[[ MATERIAL SUPPLIED, beginning ]]
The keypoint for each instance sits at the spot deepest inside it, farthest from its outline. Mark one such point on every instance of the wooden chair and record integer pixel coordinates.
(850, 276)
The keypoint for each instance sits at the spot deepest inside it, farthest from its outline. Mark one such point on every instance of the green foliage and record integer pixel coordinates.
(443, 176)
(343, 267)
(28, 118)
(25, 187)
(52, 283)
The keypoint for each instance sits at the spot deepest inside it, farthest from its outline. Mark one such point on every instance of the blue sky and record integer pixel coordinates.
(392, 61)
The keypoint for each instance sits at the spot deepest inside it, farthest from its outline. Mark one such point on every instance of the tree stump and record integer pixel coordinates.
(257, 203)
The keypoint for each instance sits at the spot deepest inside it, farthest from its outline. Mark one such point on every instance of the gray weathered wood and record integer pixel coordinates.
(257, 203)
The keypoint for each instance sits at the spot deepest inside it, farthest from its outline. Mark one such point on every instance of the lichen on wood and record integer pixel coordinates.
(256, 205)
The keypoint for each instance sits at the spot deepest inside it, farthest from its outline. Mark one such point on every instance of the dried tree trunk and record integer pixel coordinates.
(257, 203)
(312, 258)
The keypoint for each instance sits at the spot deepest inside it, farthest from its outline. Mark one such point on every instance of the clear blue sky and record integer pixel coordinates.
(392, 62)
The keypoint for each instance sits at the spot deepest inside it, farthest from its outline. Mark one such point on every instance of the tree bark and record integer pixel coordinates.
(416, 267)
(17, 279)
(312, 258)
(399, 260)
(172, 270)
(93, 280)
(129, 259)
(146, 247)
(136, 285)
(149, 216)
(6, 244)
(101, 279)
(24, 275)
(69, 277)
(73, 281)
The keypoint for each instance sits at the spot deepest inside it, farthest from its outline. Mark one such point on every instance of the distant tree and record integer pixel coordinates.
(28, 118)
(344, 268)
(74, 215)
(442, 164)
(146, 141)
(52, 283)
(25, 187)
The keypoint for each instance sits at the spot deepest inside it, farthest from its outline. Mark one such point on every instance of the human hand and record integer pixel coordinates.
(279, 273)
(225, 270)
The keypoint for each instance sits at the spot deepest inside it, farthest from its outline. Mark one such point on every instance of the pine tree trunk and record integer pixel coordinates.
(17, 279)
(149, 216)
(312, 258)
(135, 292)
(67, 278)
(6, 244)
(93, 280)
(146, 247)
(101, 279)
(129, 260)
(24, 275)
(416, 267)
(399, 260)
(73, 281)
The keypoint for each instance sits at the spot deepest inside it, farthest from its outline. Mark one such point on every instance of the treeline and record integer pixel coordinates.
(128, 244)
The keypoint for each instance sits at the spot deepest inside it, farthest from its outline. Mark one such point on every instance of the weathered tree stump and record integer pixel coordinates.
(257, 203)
[[ MATERIAL SUPPLIED, end ]]
The lines from the one with "pine tree trunk and record integer pixel coordinates." through the end of the data above are to be set down exactly, with both boundary lines included and no other lines.

*RESULT FOR THIS TASK*
The keypoint for each instance sits at the spot deepest inside it, farthest from its outline. Mark one such point on every instance of the pine tree trunk and record integer pixel coordinates.
(17, 279)
(149, 216)
(312, 258)
(135, 292)
(67, 278)
(6, 244)
(93, 280)
(146, 247)
(101, 279)
(129, 260)
(24, 275)
(416, 267)
(399, 260)
(73, 281)
The keypoint for each instance sits at the spot deepest inside it, farthest from its outline. Mark one such point on every instance of the treeline and record integer pixel coordinates.
(128, 244)
The keypoint for each instance sits at the spot deepest inside it, farthest from its outline. Mark one such point on every instance of the weathered tree stump and record integer pixel coordinates.
(257, 203)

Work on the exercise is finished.